* START Extracted entries *

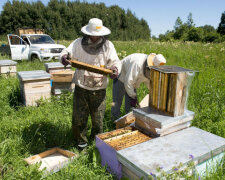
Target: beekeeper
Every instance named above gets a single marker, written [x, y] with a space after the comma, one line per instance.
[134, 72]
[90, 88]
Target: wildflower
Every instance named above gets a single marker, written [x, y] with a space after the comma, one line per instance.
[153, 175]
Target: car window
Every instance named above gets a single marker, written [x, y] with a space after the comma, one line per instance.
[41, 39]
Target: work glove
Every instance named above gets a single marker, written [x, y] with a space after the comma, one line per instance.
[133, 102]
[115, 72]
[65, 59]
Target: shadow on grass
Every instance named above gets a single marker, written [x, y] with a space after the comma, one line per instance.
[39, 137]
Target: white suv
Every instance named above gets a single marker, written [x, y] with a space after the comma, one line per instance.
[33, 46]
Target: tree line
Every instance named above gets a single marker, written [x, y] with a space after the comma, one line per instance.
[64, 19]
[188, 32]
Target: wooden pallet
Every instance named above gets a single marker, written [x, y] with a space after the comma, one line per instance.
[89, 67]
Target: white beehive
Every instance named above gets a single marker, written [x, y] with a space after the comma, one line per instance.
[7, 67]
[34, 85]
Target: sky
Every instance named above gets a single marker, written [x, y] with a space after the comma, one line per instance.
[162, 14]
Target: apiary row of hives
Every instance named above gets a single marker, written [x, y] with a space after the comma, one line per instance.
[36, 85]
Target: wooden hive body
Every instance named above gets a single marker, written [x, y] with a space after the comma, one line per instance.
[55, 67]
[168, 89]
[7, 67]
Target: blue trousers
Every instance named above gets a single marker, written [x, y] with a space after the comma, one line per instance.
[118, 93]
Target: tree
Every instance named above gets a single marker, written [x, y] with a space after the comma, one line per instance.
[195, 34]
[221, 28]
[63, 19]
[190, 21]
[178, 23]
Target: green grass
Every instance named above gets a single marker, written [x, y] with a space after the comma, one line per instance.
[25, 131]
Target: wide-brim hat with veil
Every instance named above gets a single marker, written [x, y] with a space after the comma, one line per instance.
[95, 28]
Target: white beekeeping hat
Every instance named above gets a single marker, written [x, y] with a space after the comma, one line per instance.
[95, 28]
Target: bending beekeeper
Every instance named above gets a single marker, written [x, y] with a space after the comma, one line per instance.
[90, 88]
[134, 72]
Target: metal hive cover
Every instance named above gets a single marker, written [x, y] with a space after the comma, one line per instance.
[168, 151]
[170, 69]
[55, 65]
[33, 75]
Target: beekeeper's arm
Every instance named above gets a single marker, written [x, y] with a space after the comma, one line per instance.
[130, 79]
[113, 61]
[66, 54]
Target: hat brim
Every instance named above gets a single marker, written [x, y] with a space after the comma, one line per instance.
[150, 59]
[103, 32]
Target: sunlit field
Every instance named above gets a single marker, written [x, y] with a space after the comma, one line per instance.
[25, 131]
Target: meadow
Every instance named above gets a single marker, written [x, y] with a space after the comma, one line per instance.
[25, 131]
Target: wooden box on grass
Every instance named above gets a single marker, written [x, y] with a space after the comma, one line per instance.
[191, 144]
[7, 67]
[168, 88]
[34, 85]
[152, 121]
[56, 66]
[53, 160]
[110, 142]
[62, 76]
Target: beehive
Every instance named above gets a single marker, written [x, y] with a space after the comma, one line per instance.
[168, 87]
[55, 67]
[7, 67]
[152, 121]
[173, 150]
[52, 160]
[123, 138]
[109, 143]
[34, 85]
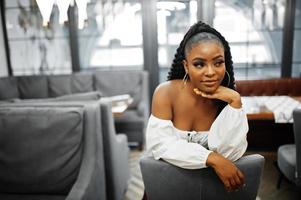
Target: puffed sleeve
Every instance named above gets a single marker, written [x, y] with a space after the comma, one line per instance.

* END Extracted entries *
* START Extracted entries *

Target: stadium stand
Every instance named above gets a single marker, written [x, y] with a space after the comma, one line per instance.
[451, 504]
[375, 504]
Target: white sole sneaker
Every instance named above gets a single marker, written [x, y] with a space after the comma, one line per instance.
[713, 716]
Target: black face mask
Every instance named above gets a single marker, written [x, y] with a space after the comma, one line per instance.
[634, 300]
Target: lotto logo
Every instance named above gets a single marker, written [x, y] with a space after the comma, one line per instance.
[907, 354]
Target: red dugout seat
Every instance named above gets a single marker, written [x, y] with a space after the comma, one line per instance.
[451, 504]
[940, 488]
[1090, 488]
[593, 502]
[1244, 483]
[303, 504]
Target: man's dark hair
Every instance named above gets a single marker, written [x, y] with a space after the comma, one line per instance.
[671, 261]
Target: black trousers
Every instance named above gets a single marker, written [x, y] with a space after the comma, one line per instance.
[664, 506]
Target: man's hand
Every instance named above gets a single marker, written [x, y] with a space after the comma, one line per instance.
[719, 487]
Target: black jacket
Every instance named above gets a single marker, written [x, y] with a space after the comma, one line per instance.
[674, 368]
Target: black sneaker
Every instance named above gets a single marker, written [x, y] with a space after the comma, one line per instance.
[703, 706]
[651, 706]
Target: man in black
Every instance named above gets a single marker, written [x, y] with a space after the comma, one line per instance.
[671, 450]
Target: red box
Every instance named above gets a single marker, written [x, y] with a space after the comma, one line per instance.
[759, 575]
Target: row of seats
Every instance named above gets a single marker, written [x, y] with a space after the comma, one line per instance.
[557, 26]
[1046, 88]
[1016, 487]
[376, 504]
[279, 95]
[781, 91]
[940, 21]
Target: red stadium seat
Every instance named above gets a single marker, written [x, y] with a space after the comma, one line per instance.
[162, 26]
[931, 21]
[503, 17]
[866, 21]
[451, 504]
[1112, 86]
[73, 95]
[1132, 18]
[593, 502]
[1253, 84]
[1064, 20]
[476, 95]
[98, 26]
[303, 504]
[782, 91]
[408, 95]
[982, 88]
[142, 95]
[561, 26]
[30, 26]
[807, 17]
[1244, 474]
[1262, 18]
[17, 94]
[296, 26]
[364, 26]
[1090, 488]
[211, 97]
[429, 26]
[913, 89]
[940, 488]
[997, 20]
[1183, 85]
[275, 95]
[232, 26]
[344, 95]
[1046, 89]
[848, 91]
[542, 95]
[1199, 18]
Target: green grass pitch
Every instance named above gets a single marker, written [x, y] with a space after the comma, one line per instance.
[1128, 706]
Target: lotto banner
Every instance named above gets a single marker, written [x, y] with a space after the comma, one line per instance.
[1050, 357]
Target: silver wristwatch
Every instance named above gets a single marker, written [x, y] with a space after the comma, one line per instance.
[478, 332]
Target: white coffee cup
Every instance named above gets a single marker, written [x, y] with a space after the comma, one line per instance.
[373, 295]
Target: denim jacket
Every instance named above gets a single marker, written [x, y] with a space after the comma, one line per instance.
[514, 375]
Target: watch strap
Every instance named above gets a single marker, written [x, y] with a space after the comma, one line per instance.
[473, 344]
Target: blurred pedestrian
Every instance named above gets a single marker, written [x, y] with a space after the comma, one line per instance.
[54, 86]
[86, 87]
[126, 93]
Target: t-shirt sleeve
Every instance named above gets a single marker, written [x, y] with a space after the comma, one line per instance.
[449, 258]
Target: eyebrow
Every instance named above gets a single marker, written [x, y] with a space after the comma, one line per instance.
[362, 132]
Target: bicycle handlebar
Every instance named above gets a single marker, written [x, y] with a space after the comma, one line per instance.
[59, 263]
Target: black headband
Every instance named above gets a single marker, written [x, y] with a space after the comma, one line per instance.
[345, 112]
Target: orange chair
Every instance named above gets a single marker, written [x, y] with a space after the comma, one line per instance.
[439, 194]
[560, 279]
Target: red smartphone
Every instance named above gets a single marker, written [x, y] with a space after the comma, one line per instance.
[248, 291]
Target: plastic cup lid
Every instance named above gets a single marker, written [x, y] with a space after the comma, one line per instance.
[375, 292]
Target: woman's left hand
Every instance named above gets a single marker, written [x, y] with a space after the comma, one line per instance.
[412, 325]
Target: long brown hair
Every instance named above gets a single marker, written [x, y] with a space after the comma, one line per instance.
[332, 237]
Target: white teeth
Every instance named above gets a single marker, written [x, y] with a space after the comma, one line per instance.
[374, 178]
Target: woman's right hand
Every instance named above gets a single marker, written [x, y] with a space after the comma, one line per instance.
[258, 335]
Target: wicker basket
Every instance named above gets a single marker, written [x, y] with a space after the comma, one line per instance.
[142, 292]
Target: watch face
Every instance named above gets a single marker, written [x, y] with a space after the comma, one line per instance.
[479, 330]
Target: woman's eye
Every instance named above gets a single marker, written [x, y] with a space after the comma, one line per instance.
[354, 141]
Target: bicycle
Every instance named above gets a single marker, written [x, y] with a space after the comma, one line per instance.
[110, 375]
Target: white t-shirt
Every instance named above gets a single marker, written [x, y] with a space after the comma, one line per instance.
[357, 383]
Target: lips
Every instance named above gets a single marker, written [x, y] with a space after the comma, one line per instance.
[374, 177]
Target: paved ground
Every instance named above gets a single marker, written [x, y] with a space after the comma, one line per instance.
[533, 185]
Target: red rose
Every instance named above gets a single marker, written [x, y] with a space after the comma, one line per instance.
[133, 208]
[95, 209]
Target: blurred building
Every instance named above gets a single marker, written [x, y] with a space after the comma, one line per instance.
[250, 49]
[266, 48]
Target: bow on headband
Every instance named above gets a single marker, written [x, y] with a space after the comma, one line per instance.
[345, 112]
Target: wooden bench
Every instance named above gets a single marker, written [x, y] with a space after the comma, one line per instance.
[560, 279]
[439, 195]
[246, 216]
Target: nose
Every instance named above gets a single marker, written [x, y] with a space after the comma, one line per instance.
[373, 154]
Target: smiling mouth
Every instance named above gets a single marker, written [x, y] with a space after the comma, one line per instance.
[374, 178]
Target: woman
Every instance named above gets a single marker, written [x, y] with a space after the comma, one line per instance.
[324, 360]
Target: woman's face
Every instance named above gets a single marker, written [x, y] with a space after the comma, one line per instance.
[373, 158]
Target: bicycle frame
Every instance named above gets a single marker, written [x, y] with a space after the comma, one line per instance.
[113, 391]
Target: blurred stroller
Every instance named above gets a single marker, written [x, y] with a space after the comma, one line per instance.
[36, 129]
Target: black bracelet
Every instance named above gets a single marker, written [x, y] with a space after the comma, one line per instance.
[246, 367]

* END Extracted entries *
* START Extracted entries *

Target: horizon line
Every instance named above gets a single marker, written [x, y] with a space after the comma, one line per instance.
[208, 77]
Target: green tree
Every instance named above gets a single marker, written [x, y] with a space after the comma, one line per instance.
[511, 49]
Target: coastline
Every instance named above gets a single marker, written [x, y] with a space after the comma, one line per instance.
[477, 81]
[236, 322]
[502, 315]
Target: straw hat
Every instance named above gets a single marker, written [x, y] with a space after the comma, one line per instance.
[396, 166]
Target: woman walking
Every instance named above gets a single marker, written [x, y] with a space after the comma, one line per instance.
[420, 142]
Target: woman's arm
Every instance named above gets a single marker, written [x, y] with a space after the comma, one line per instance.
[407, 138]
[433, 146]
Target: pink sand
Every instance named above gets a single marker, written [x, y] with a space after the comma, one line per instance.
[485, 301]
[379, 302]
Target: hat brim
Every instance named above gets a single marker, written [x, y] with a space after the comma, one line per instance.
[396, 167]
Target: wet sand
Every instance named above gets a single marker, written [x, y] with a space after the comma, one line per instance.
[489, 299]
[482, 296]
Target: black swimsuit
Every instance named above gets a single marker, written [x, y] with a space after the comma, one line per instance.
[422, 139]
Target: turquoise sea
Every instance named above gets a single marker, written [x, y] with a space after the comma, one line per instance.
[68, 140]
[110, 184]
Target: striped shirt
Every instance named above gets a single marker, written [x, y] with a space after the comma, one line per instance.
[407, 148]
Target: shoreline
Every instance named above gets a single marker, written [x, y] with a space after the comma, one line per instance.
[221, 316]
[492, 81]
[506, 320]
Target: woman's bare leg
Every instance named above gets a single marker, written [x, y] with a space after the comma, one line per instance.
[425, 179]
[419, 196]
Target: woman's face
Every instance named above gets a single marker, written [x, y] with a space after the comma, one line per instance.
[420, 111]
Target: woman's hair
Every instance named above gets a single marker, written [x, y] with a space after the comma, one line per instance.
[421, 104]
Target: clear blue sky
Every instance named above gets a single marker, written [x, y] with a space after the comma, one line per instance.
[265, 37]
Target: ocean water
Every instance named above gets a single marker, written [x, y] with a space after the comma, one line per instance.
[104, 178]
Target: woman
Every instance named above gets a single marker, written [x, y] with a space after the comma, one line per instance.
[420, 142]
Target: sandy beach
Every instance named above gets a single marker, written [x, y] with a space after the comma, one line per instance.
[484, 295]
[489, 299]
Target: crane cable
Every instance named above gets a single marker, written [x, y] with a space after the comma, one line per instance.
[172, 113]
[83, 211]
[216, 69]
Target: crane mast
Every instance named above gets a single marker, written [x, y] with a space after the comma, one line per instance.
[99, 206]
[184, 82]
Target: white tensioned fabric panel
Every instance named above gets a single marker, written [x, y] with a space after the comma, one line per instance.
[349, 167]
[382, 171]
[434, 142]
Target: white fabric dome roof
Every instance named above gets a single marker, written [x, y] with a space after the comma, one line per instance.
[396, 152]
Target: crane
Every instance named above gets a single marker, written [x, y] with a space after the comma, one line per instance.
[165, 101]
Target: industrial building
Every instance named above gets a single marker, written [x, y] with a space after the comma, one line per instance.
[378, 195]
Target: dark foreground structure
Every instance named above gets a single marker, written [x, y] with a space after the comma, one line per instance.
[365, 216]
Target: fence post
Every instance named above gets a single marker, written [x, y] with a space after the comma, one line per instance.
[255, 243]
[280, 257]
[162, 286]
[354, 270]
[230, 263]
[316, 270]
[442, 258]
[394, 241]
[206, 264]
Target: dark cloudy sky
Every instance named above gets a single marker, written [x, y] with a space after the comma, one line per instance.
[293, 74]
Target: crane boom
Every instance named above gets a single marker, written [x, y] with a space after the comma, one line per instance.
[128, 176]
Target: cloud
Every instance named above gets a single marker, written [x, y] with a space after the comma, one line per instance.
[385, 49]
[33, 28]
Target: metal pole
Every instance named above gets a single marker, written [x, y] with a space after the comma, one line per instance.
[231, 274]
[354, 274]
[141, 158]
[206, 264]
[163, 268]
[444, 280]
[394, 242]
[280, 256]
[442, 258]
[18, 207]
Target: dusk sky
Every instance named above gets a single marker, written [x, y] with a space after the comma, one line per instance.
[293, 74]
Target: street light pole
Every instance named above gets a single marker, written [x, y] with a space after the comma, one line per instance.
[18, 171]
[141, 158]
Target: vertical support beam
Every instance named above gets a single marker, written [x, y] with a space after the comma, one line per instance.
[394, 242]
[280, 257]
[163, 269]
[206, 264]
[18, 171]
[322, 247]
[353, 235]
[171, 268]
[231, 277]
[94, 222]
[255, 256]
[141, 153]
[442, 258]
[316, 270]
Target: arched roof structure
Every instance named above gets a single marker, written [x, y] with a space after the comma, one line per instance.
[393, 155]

* END Extracted entries *

Problem to solve: How many lines in the records contain the word "roof"? Reply with only the number.

Expected output: 2